What the task requires
Reproduce all of the records below word for word, line by line, without changing anything.

* START Records provided *

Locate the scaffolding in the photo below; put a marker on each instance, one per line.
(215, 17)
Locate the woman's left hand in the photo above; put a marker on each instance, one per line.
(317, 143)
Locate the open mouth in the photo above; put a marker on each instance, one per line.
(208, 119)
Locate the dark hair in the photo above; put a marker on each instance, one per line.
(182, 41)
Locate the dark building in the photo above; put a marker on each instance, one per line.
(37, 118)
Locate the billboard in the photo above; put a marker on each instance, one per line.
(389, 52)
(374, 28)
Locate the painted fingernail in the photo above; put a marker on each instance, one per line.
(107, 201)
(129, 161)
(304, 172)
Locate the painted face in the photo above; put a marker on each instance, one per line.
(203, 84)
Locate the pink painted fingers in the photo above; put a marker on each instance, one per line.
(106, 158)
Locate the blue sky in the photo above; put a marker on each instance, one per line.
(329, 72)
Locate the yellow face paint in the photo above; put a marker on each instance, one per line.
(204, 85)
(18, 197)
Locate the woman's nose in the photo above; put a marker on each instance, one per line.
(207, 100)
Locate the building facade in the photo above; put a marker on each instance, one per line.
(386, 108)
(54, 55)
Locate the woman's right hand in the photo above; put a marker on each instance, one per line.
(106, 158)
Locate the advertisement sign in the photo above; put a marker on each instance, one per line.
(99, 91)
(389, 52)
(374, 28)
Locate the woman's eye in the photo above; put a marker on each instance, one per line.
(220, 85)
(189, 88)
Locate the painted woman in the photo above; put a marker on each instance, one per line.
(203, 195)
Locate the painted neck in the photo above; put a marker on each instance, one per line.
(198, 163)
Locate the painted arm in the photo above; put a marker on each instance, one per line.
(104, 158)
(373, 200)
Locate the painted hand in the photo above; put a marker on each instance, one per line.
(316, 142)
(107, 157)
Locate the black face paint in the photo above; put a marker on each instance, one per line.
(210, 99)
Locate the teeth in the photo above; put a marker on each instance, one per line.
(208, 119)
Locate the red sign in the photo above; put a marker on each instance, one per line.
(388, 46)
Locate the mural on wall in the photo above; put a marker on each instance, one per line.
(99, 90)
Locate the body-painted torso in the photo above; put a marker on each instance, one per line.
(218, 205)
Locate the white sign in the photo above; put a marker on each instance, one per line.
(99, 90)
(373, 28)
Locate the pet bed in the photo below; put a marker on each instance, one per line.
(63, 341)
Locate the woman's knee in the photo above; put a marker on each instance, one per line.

* END Records provided *

Written solution
Locate the scaffolding in the photo below; put a marker on each instance, one per line.
(215, 17)
Locate the woman's left hand in the photo above; put a marker on each instance, one per line.
(317, 143)
Locate the open mouth in the photo above; put a marker on each instance, one per line.
(208, 119)
Locate the dark hair in the photo above; put a marker on each instance, one per line.
(182, 41)
Locate the dark building in the photo above; put a marker on each instance, one per line.
(37, 118)
Locate the billboard in the photo above; put a marker on each instance, one per line.
(389, 52)
(374, 28)
Locate the painted fingernail in the photo above; put a marker on each instance, one per line.
(107, 201)
(129, 161)
(304, 172)
Locate the painted face in the photo above; put a marker on each instance, one per line.
(203, 84)
Locate the pink painted fingers in the photo above; put a marker on each instance, one per line.
(106, 158)
Locate the blue sky in the photo above; put a marker on each instance, one per line.
(329, 72)
Locate the yellow face paint in the photo above; put a marker on each instance, one per line.
(204, 85)
(18, 197)
Locate the woman's nose in the photo above; put a marker on each instance, one per line.
(207, 100)
Locate the building facade in the photo above; put a marker on each instance, one per line.
(386, 108)
(54, 55)
Locate the woman's right hand in the photo above; put a marker on each instance, one per line.
(106, 158)
Locate the advertisement sign in the photo above; put a marker on each instance, one per line.
(99, 91)
(389, 52)
(374, 28)
Locate the woman's eye in the photo above; put a marker on each instance, one per line.
(220, 85)
(189, 88)
Locate the painted woman in the photo above; put a marker on each instance, one per line.
(203, 195)
Locate the painted neck in the photo above; put a marker on each instance, one per line.
(198, 163)
Locate the painted arm in the photo above; put a marker on each instance, one per line.
(104, 158)
(373, 200)
Locate the painted hand in the photo above; put a marker on each instance, one per line.
(316, 142)
(107, 157)
Locate the black face paint in the photo above; put a marker on each instance, one per line.
(210, 99)
Locate the teeth in the photo above; put a marker on each instance, one per line.
(208, 119)
Locate the red sign in the photo above; put a marker on each instance, one per line.
(388, 46)
Locate the mural on wall in the photo above; put a marker on each instance, one per line.
(99, 90)
Locate the body-painted torso in the photo above; put a marker on each instance, one per line.
(218, 205)
Locate the white sign in the photo above; put a marker on each instance, one per line.
(99, 90)
(373, 28)
Locate the pet bed in the photo below; put a marker on each instance, one per line.
(63, 341)
Locate the woman's knee in the photo above; put a marker on each instance, one per line.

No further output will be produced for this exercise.